(WORKING DATA)

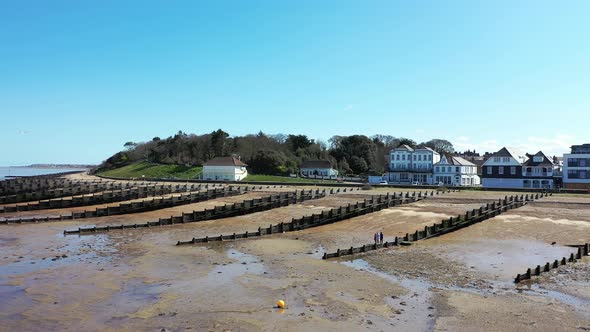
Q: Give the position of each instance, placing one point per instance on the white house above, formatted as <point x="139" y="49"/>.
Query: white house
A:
<point x="576" y="168"/>
<point x="224" y="169"/>
<point x="407" y="165"/>
<point x="504" y="169"/>
<point x="455" y="171"/>
<point x="317" y="168"/>
<point x="537" y="172"/>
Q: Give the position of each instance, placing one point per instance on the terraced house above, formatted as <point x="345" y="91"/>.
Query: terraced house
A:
<point x="576" y="168"/>
<point x="503" y="169"/>
<point x="455" y="171"/>
<point x="408" y="165"/>
<point x="509" y="168"/>
<point x="537" y="172"/>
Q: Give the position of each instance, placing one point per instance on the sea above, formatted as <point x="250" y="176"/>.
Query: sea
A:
<point x="30" y="171"/>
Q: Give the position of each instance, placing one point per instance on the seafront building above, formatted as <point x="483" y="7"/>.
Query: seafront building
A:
<point x="224" y="169"/>
<point x="576" y="168"/>
<point x="408" y="165"/>
<point x="317" y="168"/>
<point x="455" y="171"/>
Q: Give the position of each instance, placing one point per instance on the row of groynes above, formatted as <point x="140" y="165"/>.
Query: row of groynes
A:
<point x="451" y="224"/>
<point x="583" y="250"/>
<point x="105" y="197"/>
<point x="79" y="189"/>
<point x="223" y="211"/>
<point x="155" y="203"/>
<point x="31" y="183"/>
<point x="373" y="204"/>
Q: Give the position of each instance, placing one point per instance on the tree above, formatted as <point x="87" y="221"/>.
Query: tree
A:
<point x="269" y="162"/>
<point x="440" y="145"/>
<point x="297" y="142"/>
<point x="218" y="141"/>
<point x="130" y="145"/>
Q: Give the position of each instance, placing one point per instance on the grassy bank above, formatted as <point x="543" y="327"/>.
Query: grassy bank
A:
<point x="150" y="170"/>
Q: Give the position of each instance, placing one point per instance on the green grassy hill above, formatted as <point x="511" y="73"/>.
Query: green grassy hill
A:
<point x="149" y="170"/>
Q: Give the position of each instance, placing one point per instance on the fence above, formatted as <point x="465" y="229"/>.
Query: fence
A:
<point x="375" y="203"/>
<point x="222" y="211"/>
<point x="583" y="250"/>
<point x="134" y="207"/>
<point x="452" y="224"/>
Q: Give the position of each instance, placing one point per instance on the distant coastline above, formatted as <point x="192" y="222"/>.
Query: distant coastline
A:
<point x="68" y="166"/>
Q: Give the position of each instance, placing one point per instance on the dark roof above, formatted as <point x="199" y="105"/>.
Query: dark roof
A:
<point x="316" y="164"/>
<point x="546" y="161"/>
<point x="404" y="147"/>
<point x="225" y="161"/>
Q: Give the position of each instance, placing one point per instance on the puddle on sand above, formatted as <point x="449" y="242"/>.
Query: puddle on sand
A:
<point x="416" y="315"/>
<point x="580" y="305"/>
<point x="502" y="260"/>
<point x="245" y="263"/>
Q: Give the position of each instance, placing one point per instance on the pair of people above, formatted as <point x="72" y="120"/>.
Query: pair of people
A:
<point x="378" y="238"/>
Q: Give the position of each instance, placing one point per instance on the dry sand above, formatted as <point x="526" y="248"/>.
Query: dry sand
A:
<point x="139" y="280"/>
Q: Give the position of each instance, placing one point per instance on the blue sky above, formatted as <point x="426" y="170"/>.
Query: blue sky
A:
<point x="78" y="79"/>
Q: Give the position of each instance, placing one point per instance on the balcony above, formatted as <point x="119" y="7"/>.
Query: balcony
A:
<point x="540" y="175"/>
<point x="411" y="169"/>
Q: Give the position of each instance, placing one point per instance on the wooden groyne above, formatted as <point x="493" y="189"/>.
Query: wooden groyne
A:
<point x="221" y="211"/>
<point x="452" y="224"/>
<point x="71" y="190"/>
<point x="135" y="207"/>
<point x="30" y="183"/>
<point x="373" y="204"/>
<point x="583" y="250"/>
<point x="105" y="197"/>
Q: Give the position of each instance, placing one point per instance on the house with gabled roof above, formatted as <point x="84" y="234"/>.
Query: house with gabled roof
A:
<point x="537" y="171"/>
<point x="503" y="169"/>
<point x="317" y="168"/>
<point x="455" y="171"/>
<point x="408" y="165"/>
<point x="224" y="169"/>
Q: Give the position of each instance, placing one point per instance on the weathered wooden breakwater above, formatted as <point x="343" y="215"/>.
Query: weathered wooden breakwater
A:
<point x="452" y="224"/>
<point x="373" y="204"/>
<point x="80" y="189"/>
<point x="222" y="211"/>
<point x="134" y="207"/>
<point x="105" y="197"/>
<point x="583" y="250"/>
<point x="30" y="183"/>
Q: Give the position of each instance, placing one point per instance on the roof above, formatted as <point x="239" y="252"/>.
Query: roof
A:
<point x="225" y="161"/>
<point x="316" y="164"/>
<point x="546" y="161"/>
<point x="458" y="161"/>
<point x="404" y="147"/>
<point x="427" y="149"/>
<point x="510" y="152"/>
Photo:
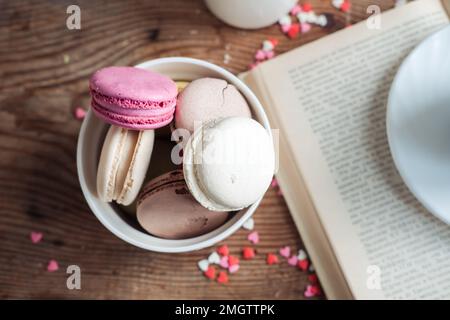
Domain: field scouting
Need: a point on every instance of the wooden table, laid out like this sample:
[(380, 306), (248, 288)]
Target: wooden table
[(44, 71)]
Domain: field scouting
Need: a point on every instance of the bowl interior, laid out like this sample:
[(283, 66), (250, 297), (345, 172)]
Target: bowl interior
[(90, 142)]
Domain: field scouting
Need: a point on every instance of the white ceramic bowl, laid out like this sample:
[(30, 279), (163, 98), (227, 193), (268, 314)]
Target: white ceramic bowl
[(90, 141)]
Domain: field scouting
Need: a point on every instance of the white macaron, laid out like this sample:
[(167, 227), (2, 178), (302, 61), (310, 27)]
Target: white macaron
[(124, 160), (228, 163)]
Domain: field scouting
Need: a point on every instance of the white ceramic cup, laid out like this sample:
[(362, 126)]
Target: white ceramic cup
[(90, 141), (250, 14)]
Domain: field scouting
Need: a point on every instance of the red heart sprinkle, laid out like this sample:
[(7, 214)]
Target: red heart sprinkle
[(232, 260), (223, 250), (210, 273), (293, 30), (271, 259), (36, 237), (303, 264), (307, 7), (248, 253), (274, 41), (223, 277)]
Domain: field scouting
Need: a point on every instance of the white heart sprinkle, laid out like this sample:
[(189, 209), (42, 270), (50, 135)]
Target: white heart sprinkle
[(214, 258), (302, 255), (267, 45), (203, 265), (249, 224), (322, 20), (302, 17)]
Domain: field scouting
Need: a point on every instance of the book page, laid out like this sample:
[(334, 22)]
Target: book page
[(329, 98)]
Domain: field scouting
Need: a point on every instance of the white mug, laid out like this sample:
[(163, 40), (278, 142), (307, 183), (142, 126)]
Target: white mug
[(250, 14)]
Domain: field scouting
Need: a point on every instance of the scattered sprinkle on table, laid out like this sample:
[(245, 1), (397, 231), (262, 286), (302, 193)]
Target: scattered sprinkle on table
[(36, 236), (52, 266)]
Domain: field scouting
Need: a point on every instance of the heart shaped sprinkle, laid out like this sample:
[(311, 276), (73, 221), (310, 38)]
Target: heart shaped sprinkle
[(307, 7), (248, 253), (305, 27), (249, 224), (313, 278), (253, 237), (302, 255), (36, 237), (270, 54), (223, 277), (274, 42), (303, 264), (52, 266), (203, 265), (224, 262), (285, 21), (260, 55), (292, 261), (274, 183), (271, 259), (337, 3), (285, 252), (345, 7), (296, 9), (214, 258), (232, 260), (234, 268), (267, 45), (210, 273), (285, 28), (309, 292), (223, 250)]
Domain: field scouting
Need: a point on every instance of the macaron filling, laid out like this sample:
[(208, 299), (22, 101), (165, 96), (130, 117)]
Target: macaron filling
[(127, 103), (132, 122)]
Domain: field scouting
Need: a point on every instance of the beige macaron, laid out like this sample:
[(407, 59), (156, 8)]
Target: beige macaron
[(124, 161), (228, 164)]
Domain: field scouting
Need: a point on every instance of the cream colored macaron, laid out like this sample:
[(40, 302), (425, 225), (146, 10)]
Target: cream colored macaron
[(228, 164), (124, 161)]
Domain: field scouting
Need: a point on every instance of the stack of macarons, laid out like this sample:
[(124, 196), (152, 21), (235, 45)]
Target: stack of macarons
[(227, 158)]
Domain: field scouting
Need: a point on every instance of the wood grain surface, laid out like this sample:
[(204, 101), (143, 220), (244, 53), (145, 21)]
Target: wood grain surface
[(44, 71)]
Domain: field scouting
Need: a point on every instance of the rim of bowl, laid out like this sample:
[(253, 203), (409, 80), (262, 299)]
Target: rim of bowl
[(255, 105)]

(End WORKING DATA)

▶ [BRIEF] Copy the line containing "Target: heart shaped sprinkle" exactly. Then copy every line after it through the end of the listing, and nothing more.

▶ [EXERCISE RESULT]
Target: heart shaped sprinkle
[(307, 7), (248, 253), (305, 27), (249, 224), (313, 278), (253, 237), (302, 255), (36, 237), (270, 54), (223, 277), (274, 42), (303, 264), (52, 266), (203, 265), (224, 262), (285, 21), (260, 55), (292, 261), (274, 183), (271, 259), (337, 3), (285, 252), (345, 7), (296, 9), (214, 258), (232, 260), (234, 268), (267, 45), (210, 273), (285, 28), (309, 292), (223, 250)]
Domain: field scouting
Need: a point on every instance of the macaron filling, laid out like this sample:
[(208, 299), (22, 101), (165, 96), (130, 117)]
Target: macaron filling
[(127, 103), (132, 122)]
Domain: field scouting
Need: a point on every instance of the beige macaron, laid out like this sample:
[(407, 59), (156, 8)]
Target: beige macaron
[(124, 161), (228, 164)]
Domain: field scouting
Need: a point on every instance of the cream colored macaron, laid out like this sample:
[(40, 302), (425, 225), (146, 10)]
Target: cream colored macaron
[(228, 164), (124, 161)]
Domain: field scouting
Need: a point on every instance of the stack of macarons, laid out like this sample:
[(124, 196), (152, 21), (235, 45)]
Target: stack of macarons
[(227, 158)]
Domain: field scouting
Need: a point on every instance of the wood grain surface, laid out like this sample:
[(204, 101), (143, 220), (244, 53), (145, 21)]
Target: wood grain surface
[(44, 71)]
Domain: field scouting
Need: a point on every instance of the rim of bowl, laid out like this sample:
[(253, 203), (409, 80), (262, 299)]
Target: rim of bowl
[(255, 105)]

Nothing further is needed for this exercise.